* START EXERCISE INPUTS *

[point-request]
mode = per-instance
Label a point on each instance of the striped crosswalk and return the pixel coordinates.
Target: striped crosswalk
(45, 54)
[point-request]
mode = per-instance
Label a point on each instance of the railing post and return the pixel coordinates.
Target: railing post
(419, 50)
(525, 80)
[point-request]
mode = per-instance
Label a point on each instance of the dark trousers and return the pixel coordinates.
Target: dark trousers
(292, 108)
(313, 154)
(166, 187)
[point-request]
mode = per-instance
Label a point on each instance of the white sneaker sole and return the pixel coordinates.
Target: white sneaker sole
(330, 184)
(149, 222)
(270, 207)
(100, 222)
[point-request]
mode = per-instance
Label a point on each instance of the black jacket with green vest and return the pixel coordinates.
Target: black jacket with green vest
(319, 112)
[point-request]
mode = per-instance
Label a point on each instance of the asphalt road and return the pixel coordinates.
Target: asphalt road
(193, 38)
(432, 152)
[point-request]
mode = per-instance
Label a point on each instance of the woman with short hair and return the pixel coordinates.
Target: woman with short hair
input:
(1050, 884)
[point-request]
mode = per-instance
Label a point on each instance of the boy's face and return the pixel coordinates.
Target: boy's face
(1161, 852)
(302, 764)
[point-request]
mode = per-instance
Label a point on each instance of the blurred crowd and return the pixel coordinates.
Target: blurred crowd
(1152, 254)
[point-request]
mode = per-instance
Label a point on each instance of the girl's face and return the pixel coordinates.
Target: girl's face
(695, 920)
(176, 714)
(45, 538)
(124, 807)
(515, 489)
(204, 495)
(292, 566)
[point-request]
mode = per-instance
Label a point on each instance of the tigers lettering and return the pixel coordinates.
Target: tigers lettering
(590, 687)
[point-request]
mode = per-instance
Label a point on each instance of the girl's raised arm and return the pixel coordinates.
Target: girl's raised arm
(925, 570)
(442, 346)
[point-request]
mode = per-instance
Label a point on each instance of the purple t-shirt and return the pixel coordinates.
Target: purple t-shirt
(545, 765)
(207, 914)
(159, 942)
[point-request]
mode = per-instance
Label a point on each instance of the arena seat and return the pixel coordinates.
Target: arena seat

* END EXERCISE INPUTS *

§ **WORK TO BE COMPLETED**: Count the lines in the items above that contain the string "jacket", with case counting. Reply with the number alone.

§ **TASK RESPONSE**: 2